** START OF Dataset excerpts **

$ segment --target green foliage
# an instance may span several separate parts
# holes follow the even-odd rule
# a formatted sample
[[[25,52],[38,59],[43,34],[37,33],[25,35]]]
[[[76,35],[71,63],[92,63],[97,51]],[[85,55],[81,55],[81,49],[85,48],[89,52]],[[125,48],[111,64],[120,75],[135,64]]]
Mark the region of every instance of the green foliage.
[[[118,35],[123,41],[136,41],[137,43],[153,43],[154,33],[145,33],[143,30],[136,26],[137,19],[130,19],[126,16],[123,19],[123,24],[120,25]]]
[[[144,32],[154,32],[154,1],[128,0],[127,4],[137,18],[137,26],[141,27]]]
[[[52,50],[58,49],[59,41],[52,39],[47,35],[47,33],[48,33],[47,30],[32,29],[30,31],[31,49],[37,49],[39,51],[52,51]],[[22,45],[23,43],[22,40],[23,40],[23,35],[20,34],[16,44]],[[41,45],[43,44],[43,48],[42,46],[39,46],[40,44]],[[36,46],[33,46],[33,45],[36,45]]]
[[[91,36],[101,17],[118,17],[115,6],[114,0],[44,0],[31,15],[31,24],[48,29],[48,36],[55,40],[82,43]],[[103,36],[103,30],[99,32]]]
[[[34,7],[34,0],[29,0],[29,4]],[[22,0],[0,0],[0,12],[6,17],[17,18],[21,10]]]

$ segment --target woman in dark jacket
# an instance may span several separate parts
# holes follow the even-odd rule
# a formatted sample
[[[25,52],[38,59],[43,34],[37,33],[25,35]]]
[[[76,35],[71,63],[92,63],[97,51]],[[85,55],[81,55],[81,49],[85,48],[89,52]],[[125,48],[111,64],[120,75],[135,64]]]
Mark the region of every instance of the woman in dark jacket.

** END OF Dataset excerpts **

Copy out, unchanged, the part of the records that opens with the line containing "--target woman in dark jacket" and runs to the end of the records.

$ segment --target woman in dark jacket
# an instance may span several separate parts
# holes follow the even-odd rule
# a formatted sample
[[[25,52],[38,59],[43,34],[37,33],[25,35]]]
[[[76,35],[71,63],[92,63],[97,51]],[[85,55],[81,55],[81,49],[85,48],[89,52]],[[125,48],[111,64],[120,75],[135,64]]]
Mark the region of every instance of the woman in dark jacket.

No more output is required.